SOURCE TEXT:
________________
While I’m sometimes lonely, I’m far from alone. When an acquaintance of mine, Sofi Papamarko, started her Toronto matchmaking service, Friend of a Friend, she was deluged with so many female applicants that she had to temporarily close registration for women and start hustling for guys.
Papamarko’s female clients tend to be “dazzling across the board,” she says, while many of the men “don’t have their lives nearly as together.” Yet her male clients often seek traditionally feminine virtues: young and pretty over successful. Even a sense of humour can be seen as a liability in a woman. In low moments, it can seem like women seeking men face a choice between self-actualization and contentment; by staying in the city, we’ve opted to pursue our own dreams rather than find someone to share them with.
Therein lies the appeal of somewhere like Fort McMurray, the notorious oil-boom town with the highest percentage of men per capita in Canada. Fort McMurray, where—in response to the most recent census figures—Carleton University economics professor Frances Woolley suggests that women seeking men consider moving. A place whose hungry young men are the stuff of legend, where a woman can make $200,000 a year and still get married, or just laid by someone well-built and gainfully employed.
Fort McMurray, which a friend and I once joked about as a destination for sex tourism. But does the fact that there are more men than women there actually mean I’ll find one who’s right for me? To find out, I get on a plane to Fort McMurray.
________________
DATA SECTION:
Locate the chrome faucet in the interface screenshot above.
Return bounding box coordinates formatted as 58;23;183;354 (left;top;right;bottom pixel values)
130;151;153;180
________________
GIVEN REQUEST 1:
Translate this sentence from the Fort McMurray dating essay into Spanish: "Even a sense of humour can be seen as a liability in a woman."
GIVEN REQUEST 2:
Pick up the Fort McMurray dating essay after its last sentence and keep writing.
The listing is separate material, unrelated to the Fort McMurray dating essay.

RIGHT ANSWER 1:
Incluso el sentido del humor puede verse como un inconveniente en una mujer.

RIGHT ANSWER 2:
The Regional Municipality of Wood Buffalo, which encompasses Fort Mac, has seen its population more than double from 2000 to 2012, for reasons that are—if we’re being honest here—distressing, considering the huge environmental and human health costs of extracting oil. But for many Canadians, it’s the only place to make a living wage.
The municipality’s 116,407 residents are 57-percent male. The same demographic abides in Fort McMurray proper, population 72,944, where the bars and restaurants are, and where most people live. In worker camps, the skew is more dramatic: 82.9-percent male, according to the Regional Municipality of Wood Buffalo’s most recent census.
The stereotypical Fort Mac story goes something like this: young man from Ontario or Newfoundland heads west, makes $150,000 a year and blows it all on toys (trucks, quads), blow (which exits the system faster than weed, making it prudent in the face of on-site drug testing) and women. These men exist. But more are there to pay off debts and save for the future. The city is somewhat diverse, and since there’s not much going on, individuals from different backgrounds seem to actually associate with one another. There are lots of young families, and people who grew up there have the confidence you get being from somewhere everyone moves to.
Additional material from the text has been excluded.